** Testo estratto **
|---|

Etica ambientale. Martedì il sociologo Karl-Ludwig Schibel a Padova

Il pensiero del sociologo Karl-Ludwig Schibel: pensare a uno stile di vita sostenibile che valga per tutti sarebbe autoritario e repellente, ma nonostante il pessimismo sull'esistenza umana su questo pianeta, un futuro per l'uomo c'è e deve partire dal basso, dal locale

Etica ambientale. Martedì il sociologo Karl-Ludwig Schibel a Padova

Pensare a uno stile di vita sostenibile che valga per tutti sarebbe «autoritario e repellente», ma nonostante il pessimismo sull'esistenza umana su questo pianeta, un futuro per l'uomo c'è e deve partire dal basso, dal locale. È il pensiero di Karl-Ludwig Schibel, sociologo esperto di ecologia sociale e coordinatore di Alleanza per il clima Italia, che esporrà la sua relazione martedì 28 novembre alle 16.45 nel secondo seminario organizzato dalla fondazione Lanza nella propria sede di via Dante all'interno del ciclo "Per la cura della casa comune. L'etica ambientale nel tempo dell'antropocene".

|---|

** Dati riportati **
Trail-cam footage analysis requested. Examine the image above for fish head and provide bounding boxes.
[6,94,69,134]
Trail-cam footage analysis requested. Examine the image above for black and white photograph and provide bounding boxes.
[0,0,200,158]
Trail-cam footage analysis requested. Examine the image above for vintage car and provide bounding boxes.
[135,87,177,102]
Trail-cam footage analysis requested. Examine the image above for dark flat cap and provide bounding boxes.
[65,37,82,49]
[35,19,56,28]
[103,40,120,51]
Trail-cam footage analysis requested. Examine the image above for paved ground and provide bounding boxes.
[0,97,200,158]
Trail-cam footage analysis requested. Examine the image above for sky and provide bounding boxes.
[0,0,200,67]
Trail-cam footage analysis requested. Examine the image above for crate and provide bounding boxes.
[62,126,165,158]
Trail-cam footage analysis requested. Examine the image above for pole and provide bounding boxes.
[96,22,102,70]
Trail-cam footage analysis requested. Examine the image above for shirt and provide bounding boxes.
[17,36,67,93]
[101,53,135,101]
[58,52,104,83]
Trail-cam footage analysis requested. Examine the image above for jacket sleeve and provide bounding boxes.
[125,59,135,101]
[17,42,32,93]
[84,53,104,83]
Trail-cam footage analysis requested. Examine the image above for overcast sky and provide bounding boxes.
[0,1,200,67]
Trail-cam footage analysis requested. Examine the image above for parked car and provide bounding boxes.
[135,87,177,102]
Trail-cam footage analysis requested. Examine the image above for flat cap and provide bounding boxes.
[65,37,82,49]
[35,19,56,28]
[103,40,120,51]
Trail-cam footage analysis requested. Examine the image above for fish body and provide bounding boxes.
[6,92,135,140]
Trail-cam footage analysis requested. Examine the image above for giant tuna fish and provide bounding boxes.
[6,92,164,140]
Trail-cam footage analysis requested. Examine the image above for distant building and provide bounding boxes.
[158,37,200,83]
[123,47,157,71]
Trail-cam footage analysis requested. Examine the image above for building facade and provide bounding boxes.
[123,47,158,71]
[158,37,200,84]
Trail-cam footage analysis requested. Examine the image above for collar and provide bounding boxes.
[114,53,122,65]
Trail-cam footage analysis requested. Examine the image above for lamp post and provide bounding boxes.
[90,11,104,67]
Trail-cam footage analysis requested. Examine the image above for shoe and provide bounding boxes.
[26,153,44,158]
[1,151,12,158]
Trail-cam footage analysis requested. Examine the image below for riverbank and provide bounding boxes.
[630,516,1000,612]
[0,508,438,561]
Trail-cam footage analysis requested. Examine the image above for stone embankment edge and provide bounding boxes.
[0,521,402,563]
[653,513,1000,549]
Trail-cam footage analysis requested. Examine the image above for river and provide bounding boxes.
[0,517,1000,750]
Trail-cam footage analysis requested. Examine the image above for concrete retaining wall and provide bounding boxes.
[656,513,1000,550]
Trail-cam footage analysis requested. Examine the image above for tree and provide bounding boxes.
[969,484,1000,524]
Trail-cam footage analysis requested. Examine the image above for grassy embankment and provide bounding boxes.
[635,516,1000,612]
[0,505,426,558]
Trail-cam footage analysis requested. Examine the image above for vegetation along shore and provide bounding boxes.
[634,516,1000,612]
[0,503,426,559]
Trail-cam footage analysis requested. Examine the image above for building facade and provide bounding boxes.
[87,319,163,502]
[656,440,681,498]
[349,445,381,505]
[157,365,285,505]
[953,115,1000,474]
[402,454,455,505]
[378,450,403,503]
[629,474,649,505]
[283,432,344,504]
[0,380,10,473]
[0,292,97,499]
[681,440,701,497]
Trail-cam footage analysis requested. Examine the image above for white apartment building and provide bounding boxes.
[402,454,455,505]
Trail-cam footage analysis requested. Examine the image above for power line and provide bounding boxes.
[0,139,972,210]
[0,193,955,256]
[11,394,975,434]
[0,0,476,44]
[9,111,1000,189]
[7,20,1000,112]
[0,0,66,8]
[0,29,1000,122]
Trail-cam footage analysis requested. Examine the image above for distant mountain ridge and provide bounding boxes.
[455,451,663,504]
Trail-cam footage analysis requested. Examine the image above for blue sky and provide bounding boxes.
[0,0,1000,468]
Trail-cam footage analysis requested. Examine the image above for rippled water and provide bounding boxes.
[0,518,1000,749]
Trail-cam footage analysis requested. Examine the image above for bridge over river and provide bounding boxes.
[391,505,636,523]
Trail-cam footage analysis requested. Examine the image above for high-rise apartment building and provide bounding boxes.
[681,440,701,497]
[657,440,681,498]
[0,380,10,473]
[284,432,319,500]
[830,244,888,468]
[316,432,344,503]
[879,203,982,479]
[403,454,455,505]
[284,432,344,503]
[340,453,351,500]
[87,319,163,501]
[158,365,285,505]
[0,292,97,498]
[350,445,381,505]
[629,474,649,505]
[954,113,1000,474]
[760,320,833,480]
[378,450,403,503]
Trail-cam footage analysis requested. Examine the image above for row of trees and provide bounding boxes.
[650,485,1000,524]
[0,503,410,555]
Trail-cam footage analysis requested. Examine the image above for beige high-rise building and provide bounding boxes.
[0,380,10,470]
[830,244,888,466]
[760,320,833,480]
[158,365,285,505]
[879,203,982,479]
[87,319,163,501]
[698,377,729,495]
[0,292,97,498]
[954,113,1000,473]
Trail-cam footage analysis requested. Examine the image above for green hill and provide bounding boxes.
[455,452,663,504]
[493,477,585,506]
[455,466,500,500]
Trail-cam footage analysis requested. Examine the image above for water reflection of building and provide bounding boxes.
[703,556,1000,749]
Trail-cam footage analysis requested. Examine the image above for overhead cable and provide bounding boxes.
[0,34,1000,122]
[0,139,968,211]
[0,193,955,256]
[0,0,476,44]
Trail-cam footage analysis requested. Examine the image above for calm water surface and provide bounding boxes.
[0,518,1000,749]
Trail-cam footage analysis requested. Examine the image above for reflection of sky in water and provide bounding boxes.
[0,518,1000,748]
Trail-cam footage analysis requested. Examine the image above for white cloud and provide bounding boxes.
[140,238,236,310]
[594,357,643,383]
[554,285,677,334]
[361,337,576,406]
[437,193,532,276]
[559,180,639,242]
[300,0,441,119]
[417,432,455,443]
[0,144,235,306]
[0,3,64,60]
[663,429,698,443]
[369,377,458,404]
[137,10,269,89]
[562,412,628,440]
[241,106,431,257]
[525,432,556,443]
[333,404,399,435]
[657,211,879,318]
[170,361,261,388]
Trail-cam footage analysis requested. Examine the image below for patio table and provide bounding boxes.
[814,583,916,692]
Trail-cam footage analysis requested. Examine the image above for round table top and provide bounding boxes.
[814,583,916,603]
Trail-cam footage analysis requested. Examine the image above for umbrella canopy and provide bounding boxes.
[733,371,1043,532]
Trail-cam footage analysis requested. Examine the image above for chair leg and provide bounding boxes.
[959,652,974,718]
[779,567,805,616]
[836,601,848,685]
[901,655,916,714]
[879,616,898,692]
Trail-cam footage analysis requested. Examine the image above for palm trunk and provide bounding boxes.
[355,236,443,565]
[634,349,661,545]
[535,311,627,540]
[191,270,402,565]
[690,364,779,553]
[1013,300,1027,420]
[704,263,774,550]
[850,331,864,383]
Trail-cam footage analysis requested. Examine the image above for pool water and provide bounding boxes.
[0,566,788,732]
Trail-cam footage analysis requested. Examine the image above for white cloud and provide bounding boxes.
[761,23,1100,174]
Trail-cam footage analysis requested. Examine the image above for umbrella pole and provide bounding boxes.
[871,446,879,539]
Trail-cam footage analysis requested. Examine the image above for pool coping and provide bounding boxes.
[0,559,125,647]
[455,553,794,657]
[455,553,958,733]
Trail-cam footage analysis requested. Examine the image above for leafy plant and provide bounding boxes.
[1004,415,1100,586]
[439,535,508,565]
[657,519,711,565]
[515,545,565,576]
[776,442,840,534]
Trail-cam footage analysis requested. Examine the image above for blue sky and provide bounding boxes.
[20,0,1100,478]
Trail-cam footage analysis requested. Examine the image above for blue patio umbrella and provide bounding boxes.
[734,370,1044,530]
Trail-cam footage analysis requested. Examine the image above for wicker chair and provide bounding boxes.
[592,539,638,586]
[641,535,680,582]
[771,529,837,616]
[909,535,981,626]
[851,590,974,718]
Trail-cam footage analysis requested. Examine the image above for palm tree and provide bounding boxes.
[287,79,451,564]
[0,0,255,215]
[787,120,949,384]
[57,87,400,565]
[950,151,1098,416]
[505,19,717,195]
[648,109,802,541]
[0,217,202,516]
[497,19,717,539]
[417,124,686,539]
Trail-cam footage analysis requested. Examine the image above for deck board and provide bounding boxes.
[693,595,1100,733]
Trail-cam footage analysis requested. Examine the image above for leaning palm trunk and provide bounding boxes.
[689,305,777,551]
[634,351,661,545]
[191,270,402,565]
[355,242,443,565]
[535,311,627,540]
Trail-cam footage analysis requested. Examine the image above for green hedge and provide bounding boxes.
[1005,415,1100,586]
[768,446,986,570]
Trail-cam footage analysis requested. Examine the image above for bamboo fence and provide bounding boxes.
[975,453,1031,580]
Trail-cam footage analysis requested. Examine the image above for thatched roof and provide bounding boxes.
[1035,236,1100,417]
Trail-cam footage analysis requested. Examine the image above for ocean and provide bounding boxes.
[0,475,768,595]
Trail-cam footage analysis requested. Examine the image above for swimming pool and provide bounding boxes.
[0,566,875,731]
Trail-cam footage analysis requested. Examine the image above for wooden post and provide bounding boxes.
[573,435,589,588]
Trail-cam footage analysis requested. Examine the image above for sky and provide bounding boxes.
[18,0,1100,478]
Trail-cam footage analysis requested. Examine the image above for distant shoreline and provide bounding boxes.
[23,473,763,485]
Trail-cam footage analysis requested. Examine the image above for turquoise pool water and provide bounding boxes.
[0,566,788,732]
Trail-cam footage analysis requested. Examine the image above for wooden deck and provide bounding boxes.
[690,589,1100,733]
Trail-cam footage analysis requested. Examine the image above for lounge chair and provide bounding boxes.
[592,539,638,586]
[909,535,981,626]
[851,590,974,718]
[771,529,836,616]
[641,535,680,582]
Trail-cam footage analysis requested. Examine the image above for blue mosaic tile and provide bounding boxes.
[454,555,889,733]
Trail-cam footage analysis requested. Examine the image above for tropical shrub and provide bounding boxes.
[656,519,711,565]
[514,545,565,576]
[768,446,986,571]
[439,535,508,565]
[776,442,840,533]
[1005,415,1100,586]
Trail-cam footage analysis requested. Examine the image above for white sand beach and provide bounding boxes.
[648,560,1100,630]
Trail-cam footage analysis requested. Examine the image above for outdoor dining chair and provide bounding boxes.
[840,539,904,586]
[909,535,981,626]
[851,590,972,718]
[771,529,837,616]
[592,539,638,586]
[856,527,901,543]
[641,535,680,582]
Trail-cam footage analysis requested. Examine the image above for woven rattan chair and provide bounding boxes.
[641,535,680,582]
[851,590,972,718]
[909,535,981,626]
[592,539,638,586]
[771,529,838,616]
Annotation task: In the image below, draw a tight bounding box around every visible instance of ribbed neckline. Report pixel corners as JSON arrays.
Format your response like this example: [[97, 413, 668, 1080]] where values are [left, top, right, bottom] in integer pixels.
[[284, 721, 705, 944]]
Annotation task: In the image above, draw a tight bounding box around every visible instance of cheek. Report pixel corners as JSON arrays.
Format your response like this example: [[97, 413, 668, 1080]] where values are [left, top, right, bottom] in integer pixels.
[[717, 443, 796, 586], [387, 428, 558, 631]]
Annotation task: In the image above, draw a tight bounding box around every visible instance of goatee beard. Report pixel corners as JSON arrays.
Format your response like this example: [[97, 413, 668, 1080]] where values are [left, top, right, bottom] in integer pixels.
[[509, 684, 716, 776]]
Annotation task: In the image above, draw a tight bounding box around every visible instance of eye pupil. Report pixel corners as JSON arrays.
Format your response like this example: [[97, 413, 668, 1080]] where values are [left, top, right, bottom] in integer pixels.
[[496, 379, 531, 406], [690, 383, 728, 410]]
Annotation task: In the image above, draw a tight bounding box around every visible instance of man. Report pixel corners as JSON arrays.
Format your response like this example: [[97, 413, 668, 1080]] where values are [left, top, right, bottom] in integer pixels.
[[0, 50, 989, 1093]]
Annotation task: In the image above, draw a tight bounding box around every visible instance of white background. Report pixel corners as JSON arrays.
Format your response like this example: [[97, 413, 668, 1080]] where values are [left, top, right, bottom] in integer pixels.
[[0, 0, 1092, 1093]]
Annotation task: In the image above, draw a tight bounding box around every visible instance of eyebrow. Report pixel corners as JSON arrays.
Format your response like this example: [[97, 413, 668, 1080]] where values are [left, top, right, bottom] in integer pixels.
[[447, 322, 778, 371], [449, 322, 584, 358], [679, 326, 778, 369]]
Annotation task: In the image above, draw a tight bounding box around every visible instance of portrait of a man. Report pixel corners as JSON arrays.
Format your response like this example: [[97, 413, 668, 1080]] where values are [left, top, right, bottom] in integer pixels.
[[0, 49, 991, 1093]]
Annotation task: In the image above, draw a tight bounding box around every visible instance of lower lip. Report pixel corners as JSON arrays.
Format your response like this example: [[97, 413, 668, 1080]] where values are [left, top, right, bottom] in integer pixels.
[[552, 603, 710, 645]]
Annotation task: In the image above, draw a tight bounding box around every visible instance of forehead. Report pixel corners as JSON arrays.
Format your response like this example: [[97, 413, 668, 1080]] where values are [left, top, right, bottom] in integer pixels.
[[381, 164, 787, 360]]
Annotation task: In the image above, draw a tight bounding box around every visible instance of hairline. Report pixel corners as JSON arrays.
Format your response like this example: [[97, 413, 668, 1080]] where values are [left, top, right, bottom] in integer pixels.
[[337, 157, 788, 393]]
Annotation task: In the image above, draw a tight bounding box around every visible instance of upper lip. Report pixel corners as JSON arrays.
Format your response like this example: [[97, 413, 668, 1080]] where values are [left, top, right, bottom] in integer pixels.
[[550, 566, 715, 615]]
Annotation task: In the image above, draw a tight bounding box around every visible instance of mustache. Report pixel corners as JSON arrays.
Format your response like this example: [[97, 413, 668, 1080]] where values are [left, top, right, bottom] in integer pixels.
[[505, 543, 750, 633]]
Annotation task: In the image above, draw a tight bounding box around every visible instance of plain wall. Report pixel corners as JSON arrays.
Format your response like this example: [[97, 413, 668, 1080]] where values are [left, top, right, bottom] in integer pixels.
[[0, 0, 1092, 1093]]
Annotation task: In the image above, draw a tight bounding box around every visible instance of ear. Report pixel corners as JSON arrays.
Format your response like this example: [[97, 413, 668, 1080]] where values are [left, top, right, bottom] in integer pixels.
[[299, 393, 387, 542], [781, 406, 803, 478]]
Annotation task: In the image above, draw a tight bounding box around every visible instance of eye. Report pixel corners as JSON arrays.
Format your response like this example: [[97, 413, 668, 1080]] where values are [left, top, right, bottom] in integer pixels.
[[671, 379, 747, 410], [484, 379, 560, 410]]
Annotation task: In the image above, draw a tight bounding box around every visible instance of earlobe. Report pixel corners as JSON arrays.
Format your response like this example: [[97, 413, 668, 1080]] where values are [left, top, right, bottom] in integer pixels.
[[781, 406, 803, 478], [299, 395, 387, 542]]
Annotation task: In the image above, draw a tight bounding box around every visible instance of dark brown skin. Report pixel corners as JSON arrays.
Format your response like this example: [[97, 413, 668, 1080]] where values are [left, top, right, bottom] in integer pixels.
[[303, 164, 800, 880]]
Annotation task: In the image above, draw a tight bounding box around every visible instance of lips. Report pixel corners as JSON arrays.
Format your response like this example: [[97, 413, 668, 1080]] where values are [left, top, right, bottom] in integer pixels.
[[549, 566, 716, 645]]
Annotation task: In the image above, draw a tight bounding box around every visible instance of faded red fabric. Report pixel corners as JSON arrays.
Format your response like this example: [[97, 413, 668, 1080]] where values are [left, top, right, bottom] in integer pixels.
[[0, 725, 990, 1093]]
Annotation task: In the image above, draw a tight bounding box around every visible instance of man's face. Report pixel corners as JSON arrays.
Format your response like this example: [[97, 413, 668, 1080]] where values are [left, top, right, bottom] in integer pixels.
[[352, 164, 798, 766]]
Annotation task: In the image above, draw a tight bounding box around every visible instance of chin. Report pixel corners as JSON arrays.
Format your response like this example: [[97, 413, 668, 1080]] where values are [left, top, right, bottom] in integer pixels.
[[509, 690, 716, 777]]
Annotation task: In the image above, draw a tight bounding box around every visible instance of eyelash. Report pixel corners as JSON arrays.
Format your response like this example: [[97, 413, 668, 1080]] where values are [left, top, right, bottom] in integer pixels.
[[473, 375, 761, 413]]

|---|

** Obiettivo **
Secondo l'articolo sull'etica ambientale, a che ora Karl-Ludwig Schibel esporrà la sua relazione martedì 28 novembre?

** Risposta **
Alle 16.45.